>>>

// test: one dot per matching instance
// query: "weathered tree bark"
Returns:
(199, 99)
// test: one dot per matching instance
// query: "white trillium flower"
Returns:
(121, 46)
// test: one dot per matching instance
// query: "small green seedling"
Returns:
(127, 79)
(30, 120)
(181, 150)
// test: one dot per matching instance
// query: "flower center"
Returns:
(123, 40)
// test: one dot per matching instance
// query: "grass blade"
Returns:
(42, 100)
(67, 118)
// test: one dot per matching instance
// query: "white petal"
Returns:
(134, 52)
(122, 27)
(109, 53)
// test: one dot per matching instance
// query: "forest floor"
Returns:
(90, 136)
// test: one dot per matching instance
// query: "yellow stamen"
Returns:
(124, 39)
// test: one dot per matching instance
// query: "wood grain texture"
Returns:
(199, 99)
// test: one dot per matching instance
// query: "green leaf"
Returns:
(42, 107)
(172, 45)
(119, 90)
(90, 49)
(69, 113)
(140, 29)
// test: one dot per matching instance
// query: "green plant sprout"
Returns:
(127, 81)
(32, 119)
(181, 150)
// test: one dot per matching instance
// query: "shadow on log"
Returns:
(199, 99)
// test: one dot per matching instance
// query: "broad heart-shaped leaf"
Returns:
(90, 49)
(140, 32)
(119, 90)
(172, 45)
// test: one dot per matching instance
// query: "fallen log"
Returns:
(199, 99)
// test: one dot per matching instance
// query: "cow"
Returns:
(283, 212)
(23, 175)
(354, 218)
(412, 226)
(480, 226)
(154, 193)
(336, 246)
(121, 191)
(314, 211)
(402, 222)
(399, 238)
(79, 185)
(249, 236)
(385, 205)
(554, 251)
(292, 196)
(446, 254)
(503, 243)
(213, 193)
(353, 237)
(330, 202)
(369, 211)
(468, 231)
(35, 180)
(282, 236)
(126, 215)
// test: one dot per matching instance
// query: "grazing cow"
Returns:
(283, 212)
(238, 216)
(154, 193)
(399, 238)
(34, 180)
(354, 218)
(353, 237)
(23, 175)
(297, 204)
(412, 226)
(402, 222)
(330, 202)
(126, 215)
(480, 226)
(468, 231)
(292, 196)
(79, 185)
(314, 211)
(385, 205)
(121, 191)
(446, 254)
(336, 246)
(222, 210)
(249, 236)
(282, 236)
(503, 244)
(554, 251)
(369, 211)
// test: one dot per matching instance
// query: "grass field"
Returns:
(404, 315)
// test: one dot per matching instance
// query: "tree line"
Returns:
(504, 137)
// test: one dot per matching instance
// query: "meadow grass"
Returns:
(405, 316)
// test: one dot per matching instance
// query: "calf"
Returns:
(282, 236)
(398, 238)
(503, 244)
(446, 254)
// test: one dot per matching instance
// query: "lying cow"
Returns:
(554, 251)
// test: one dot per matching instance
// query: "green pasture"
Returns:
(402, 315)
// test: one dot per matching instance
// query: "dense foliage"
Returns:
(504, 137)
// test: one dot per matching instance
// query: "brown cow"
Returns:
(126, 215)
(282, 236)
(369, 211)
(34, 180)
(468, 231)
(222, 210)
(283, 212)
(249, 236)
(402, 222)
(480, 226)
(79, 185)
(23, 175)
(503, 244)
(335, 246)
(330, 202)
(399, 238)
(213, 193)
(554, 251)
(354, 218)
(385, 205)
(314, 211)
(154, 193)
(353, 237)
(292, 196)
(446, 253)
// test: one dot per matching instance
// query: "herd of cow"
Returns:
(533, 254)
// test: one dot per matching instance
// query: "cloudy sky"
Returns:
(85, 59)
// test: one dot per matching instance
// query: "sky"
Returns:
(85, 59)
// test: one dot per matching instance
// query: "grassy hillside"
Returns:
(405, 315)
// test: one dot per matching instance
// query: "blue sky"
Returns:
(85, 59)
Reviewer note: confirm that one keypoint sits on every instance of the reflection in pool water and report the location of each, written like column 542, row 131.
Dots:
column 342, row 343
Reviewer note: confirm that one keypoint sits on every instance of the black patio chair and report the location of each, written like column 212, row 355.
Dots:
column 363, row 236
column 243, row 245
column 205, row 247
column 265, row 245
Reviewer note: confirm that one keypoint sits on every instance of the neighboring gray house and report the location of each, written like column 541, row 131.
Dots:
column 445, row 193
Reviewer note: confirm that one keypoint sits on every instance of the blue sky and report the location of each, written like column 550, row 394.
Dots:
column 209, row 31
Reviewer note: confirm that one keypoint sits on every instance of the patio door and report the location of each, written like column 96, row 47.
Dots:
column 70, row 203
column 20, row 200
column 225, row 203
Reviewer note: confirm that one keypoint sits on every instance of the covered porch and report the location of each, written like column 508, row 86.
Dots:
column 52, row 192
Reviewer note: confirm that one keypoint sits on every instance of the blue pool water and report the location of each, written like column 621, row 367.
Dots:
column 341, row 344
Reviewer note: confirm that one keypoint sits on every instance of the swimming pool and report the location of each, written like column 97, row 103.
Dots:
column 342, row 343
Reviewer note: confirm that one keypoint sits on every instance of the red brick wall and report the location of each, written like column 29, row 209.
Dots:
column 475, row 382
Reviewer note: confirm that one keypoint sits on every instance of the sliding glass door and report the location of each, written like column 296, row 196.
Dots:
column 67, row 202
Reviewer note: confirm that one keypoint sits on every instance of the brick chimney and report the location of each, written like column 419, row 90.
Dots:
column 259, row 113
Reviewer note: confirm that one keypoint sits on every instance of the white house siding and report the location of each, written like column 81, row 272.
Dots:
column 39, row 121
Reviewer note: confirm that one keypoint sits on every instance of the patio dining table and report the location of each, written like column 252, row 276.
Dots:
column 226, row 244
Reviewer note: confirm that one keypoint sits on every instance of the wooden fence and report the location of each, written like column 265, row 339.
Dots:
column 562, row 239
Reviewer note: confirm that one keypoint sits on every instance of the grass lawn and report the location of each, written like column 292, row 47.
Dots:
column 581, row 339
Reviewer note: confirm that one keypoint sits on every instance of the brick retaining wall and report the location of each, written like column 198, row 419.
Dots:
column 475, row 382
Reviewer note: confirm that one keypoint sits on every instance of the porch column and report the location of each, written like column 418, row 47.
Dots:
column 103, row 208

<<<

* AIM OF THE TASK
Reproduce, word for word, only the lines from the one that contains "252, row 276." through the final line.

* SOLUTION BELOW
Reviewer note: confirm that one keypoint sits on every instance of the patio dining table and report the location of each, written like column 252, row 276.
Dots:
column 226, row 244
Reviewer note: confirm that one keypoint sits on every instance of the wooden fence and report the location of each, written like column 265, row 339.
Dots:
column 562, row 239
Reviewer note: confirm that one keypoint sits on every instance of the grass lawn and report the location of each, written like column 292, row 47.
Dots:
column 581, row 339
Reviewer note: confirm that one keypoint sits on every instance of the brick retaining wall and report the location of each, written like column 198, row 419.
Dots:
column 475, row 382
Reviewer note: confirm that one keypoint sits on every instance of the porch column and report the location of each, written like column 418, row 47.
Dots:
column 103, row 208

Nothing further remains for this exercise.